## OBJETIVO A
Muestra cada línea de los registros de abajo que contenga la palabra "below". Distingue entre mayúsculas y minúsculas.

La incómoda pregunta: ¿Por qué la izquierda se cree más inteligente?
"Y aunque el roteo puede ser divertido, en el fondo esconde un punto débil: revela que una parte de la izquierda todavía cree que formarse funciona como una máquina de conversión, que mientras más estudias, lees o pasas por la universidad, más naturalmente terminas siendo de izquierda", plantea el columnista estrella Álvaro Ortiz.
Chile lleva veinte años en un ping-pong electoral. De izquierda a derecha y de derecha a izquierda, vemos que cuatro años no están alcanzando para consolidar un proyecto y apenas sirven para administrar urgencias antes de que otra crisis acapare la agenda. Los bloqueos políticos frenan los avances, las prioridades cambian sin preguntar a nadie y los problemas se acumulan más rápido de lo que el Estado logra ordenarlos. Y lo que no se logra, lo que se demora o falla, se convierte en material para que a la oposición le llegue el péndulo de vuelta.

## DATOS PROPORCIONADOS
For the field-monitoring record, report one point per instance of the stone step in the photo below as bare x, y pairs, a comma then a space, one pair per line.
* * *
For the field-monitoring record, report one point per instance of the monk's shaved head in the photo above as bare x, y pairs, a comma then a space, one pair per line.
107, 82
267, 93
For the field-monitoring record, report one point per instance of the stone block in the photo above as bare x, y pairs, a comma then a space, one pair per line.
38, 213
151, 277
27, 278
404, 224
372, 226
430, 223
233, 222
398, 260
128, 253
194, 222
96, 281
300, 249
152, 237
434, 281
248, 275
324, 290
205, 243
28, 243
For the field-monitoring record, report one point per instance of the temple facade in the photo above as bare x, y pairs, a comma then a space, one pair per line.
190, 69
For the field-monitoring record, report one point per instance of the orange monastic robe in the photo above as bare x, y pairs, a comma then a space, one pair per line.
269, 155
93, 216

## OBJETIVO B
Responde con base en la sección del documento:
(i) ¿Cómo se llama el columnista citado?
(ii) ¿Cuántos años lleva Chile en un ping-pong electoral?
(iii) ¿Qué frenan los bloqueos políticos?

## RESPUESTA A
For the field-monitoring record, report one point per instance of the stone step in the photo below as bare x, y pairs, a comma then a space, one pair per line.

## RESPUESTA B
(i) Álvaro Ortiz.
(ii) Veinte años.
(iii) Los avances.